__WHAT THIS TASK INVOLVES__: Could the data below be retyped exactly, without its pictures?
=== Begin Enclosure ===
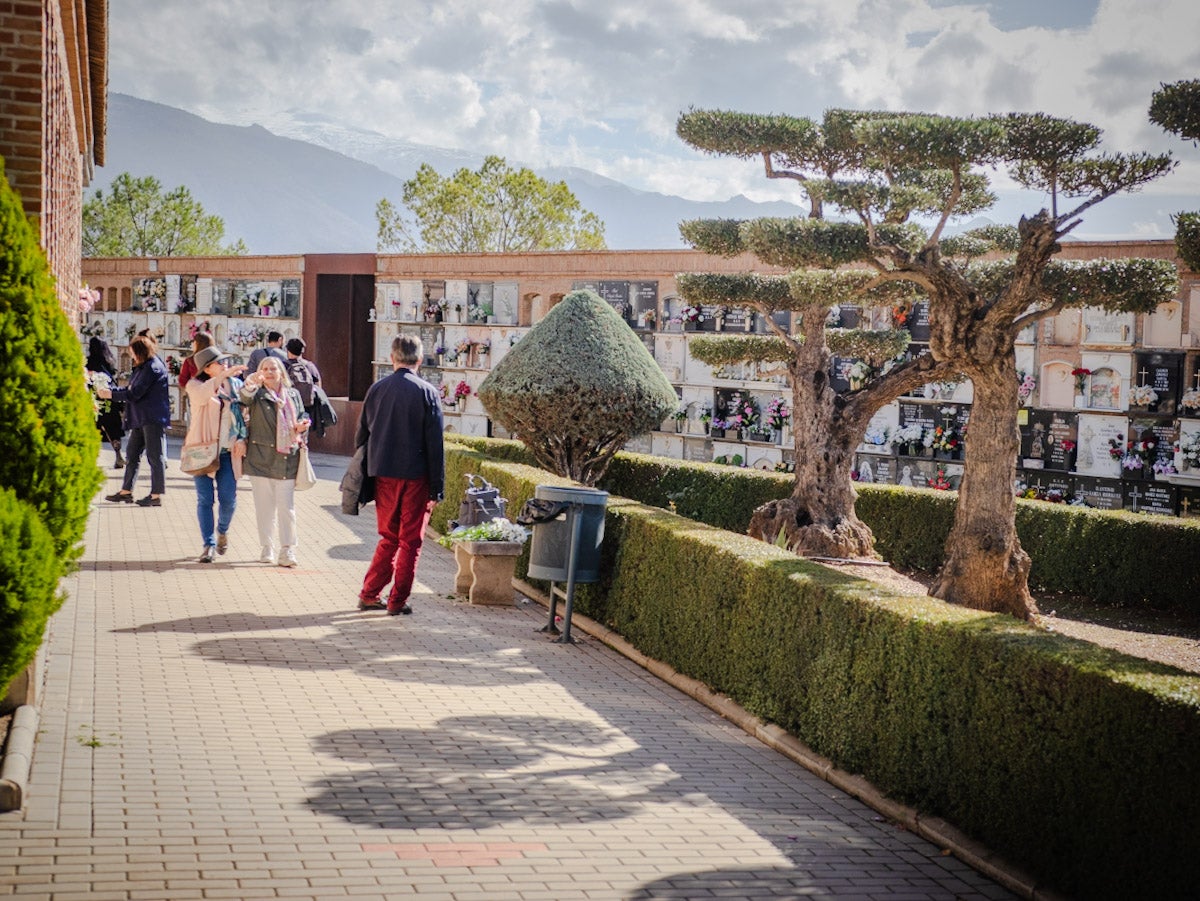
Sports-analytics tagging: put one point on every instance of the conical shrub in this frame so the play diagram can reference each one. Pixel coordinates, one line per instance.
(577, 388)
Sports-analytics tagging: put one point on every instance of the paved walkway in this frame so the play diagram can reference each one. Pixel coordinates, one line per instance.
(239, 731)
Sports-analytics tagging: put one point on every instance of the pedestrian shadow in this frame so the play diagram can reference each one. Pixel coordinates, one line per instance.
(474, 773)
(757, 883)
(351, 641)
(126, 565)
(239, 622)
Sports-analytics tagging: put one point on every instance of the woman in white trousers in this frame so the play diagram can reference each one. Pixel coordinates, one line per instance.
(275, 428)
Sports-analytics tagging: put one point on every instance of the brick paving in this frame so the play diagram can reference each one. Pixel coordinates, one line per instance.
(239, 731)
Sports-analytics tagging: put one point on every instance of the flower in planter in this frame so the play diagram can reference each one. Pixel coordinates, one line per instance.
(912, 433)
(940, 481)
(1143, 396)
(1117, 446)
(778, 413)
(1027, 385)
(498, 529)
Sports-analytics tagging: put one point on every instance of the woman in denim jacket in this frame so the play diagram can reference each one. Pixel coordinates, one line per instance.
(216, 414)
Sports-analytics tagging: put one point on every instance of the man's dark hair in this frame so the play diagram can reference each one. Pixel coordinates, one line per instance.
(407, 349)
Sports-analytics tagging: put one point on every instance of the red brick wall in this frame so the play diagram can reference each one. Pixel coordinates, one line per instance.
(37, 134)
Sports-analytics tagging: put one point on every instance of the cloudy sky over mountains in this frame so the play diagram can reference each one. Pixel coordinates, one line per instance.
(600, 85)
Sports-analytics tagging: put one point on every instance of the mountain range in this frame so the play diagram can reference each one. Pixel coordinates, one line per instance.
(315, 188)
(309, 186)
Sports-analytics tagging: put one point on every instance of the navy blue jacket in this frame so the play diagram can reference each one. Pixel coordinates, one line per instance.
(401, 427)
(147, 397)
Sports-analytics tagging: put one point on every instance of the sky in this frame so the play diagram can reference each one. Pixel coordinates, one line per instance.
(599, 85)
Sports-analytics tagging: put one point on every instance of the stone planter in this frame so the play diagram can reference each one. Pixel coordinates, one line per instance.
(492, 564)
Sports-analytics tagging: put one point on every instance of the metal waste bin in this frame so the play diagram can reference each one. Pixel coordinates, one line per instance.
(550, 550)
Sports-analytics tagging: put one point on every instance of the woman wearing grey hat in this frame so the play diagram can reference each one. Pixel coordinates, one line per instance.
(216, 415)
(275, 425)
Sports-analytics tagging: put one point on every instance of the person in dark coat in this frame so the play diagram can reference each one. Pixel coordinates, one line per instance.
(147, 416)
(102, 361)
(401, 427)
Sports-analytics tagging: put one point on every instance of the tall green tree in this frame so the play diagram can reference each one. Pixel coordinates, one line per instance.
(1176, 108)
(48, 446)
(496, 209)
(136, 218)
(882, 172)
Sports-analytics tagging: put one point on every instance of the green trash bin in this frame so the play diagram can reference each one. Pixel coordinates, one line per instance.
(550, 550)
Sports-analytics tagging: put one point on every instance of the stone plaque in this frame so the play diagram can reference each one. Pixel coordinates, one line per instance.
(918, 322)
(1050, 482)
(616, 294)
(1092, 455)
(1163, 432)
(923, 414)
(1049, 439)
(1101, 493)
(1159, 498)
(1163, 373)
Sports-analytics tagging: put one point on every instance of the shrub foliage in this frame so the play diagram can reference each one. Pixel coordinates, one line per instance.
(1074, 762)
(49, 442)
(577, 388)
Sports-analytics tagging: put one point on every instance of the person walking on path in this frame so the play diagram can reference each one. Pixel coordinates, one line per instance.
(275, 430)
(147, 416)
(304, 373)
(401, 427)
(216, 415)
(274, 348)
(187, 371)
(108, 420)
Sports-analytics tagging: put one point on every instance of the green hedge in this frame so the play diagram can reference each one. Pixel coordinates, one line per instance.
(29, 577)
(49, 442)
(1073, 761)
(1114, 558)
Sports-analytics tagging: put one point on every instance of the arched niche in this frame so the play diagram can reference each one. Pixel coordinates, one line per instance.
(1056, 386)
(1104, 389)
(1066, 328)
(1164, 326)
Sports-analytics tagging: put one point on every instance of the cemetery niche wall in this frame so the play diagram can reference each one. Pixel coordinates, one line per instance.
(1110, 403)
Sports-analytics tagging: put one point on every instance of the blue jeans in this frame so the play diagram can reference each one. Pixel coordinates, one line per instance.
(226, 497)
(150, 438)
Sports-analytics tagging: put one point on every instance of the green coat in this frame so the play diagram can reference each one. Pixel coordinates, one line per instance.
(262, 458)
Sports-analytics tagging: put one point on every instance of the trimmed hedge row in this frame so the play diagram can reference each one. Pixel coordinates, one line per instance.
(1115, 558)
(1073, 761)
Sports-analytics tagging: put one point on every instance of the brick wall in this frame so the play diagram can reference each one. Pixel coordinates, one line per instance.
(39, 136)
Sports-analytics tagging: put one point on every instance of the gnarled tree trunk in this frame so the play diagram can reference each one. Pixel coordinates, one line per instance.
(985, 566)
(819, 518)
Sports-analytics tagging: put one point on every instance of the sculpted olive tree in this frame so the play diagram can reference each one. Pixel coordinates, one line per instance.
(577, 386)
(883, 173)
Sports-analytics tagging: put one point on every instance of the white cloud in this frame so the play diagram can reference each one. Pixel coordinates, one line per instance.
(599, 86)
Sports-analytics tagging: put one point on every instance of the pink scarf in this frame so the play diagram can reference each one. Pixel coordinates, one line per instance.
(286, 437)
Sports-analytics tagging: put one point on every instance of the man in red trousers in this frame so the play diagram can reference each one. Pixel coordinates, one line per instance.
(401, 427)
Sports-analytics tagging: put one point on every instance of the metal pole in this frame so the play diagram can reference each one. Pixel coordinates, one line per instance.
(571, 562)
(551, 628)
=== End Enclosure ===
__ANSWER BOX__:
Sports-analytics tagging: put one point on every instance of the conical shrub in this frame so the play diagram can reference each one. Pixel coordinates, one line per instance.
(577, 388)
Sports-analytics tagging: put one point on every instance of the paved walkway in this frame so the play diagram can reference each one. Pixel coordinates, one line per instance.
(239, 731)
Sports-analytics tagging: put one point on every instance of the pedestrian shadow in this frame so the play diagram can reference each one. Pixel coordinates, one line per instance.
(474, 773)
(757, 883)
(351, 641)
(126, 565)
(239, 622)
Sports-analytics tagging: put one point on every instance of the woman in white trousers in this frame so the play diagram can reference each one. Pixel coordinates, one line per instance.
(275, 428)
Sports-analytics tagging: put one point on every instance of the brick paving in this frame so the play diagram can reference each one. Pixel coordinates, one line per instance.
(239, 731)
Sports-analytics tagging: put one point on every instance of the flower in planter in this frame so the play diagram can reference each one. Pixel coordinates, one line per instance.
(912, 433)
(940, 481)
(1143, 396)
(1117, 446)
(778, 413)
(1027, 385)
(498, 529)
Sports-analytics tagging: put one point on every instance of the woman in denim jacket in this frame so the play diagram can reference each one. Pixel coordinates, one line per instance.
(216, 414)
Sports-analytics tagging: put one point on every instance of the man's dark hair in this frame so the play diagram can reference each one. Pixel coordinates, one line per instance.
(407, 349)
Sports-analytics tagging: put one point on every instance of the red brick wall in this frame so the play diagram can reference each one. Pixel coordinates, one line per instance.
(37, 134)
Sports-analytics tagging: put one point on every instance of the cloudy sky over mountains in this frame so the play diagram can reference each one. Pixel coordinates, one line per instance.
(600, 85)
Sports-analytics tagging: put one point on every instance of the mountain range in this frame so the play diagram can reference each one. Pixel coordinates, one line per instance.
(315, 188)
(309, 186)
Sports-analytics tagging: put one point on every instance of the navy blue jacket in this frame so the play diagram can reference each one. Pixel coordinates, one line per instance.
(401, 427)
(147, 397)
Sports-analytics tagging: put one point on every instance of the sky in this frame so the play diagram can reference each one. Pixel coordinates, one line per instance.
(599, 85)
Sports-analytics tagging: put one point on every instance of the stone planter in this frame so the play diagram can reference each one. Pixel coordinates, one line per instance.
(492, 564)
Sports-analytics tagging: put one point on every instance of the metal waste bin in this frame so the play diagram can reference each one. Pixel coordinates, one line per instance.
(550, 550)
Sports-analytics tagging: put one point on every instance of the woman wearing grey hat in this frame so the play diagram can reference each one. Pixel coordinates, one line per instance.
(216, 415)
(275, 425)
Sports-analytics tagging: put one point on every instance of the person in dark coat in this frame so the play diagram can reference each one. Pixel coordinates, one line per instance.
(147, 416)
(102, 361)
(401, 427)
Sports-analytics tagging: put one point on every instance of the tall green tree in this frame so the play diagram can reference each one. Pixel coordinates, one line per instance.
(1176, 108)
(48, 446)
(496, 209)
(136, 218)
(882, 172)
Sports-analytics tagging: put one point on every instance of the green trash bin in this frame so the play diagram can reference each one. Pixel coordinates, one line per instance.
(550, 550)
Sports-analytics tagging: put one point on every instance of the stone plaque in this frame so the play diagram can reference each one. Pixel coordinates, one line per instance.
(918, 322)
(1050, 482)
(616, 294)
(1092, 455)
(1163, 432)
(923, 414)
(1049, 439)
(1101, 493)
(1159, 498)
(1163, 373)
Sports-analytics tagging: put one point on every instance of the shrub foliage in this frame so the play diagram can reference each one. Pixel coordinates, one line per instance.
(1074, 762)
(49, 442)
(577, 388)
Sports-analytics tagging: put one point on every instance of the person walking on path in this frame so the play diagram can reference each one. Pixel coordinates, one line per instance.
(275, 430)
(147, 416)
(304, 373)
(401, 427)
(216, 415)
(274, 348)
(187, 371)
(108, 420)
Sports-analytics tagging: put one point on every instance of the green hedge in this frame so the play diagram can reference each one. Pixel coordinates, one line per instance.
(29, 577)
(49, 442)
(1073, 761)
(1114, 558)
Sports-analytics tagging: put one point on every instance of the arched niche in this frame so the play diagram can reference each one. Pixel coordinates, one line per instance.
(1056, 386)
(1104, 389)
(1066, 328)
(1164, 326)
Sports-analytics tagging: put one point on every instance of the cemetery niche wall in this frame so the play diagram can reference each one. Pixel coordinates, one line per instance.
(1110, 403)
Sports-analytics tagging: put one point on every instance of the blue jeans in this frame so the play diagram can reference each one. Pixel coordinates, one line per instance.
(226, 497)
(150, 438)
Sports-analytics tagging: put one point on every instance of the green coat in this frame so the play diagram can reference each one. Pixel coordinates, one line per instance.
(262, 458)
Sports-analytics tagging: put one point on every instance of the trimmed hedge row in this frame so the play diagram can reference each one. Pixel coordinates, one line per instance.
(1115, 558)
(1073, 761)
Sports-analytics tagging: put one point on every instance of the brick wall in this frame so the play diagram can reference each one. Pixel coordinates, one line per instance.
(39, 136)
Sports-analytics tagging: put one point on every instance of the gnarled tree trunk in this frame so the play diagram can reference each one. Pixel coordinates, one line per instance.
(985, 566)
(819, 518)
Sports-analytics tagging: put one point on every instance of the sculpted olive tree in this frame so the play diagram can reference each one. Pixel coordinates, one line per instance.
(577, 386)
(883, 173)
Sports-analytics tagging: put one point on every instance of the white cloud in this frame so the play diagram can reference each one. Pixel coordinates, one line per instance.
(599, 86)
Sports-analytics tagging: put one point on every instance of the pink scarf in this frame so the play diagram can reference each one. Pixel coordinates, one line per instance.
(286, 437)
Sports-analytics tagging: put one point on every instance of the man in red trousers in this frame so the play diagram can reference each one. Pixel coordinates, one line per instance.
(401, 427)
Sports-analytics tagging: put one point on every instance of the metal pole in this frame so the play diagram can reference each one. Pixel coordinates, one line per instance.
(571, 562)
(551, 628)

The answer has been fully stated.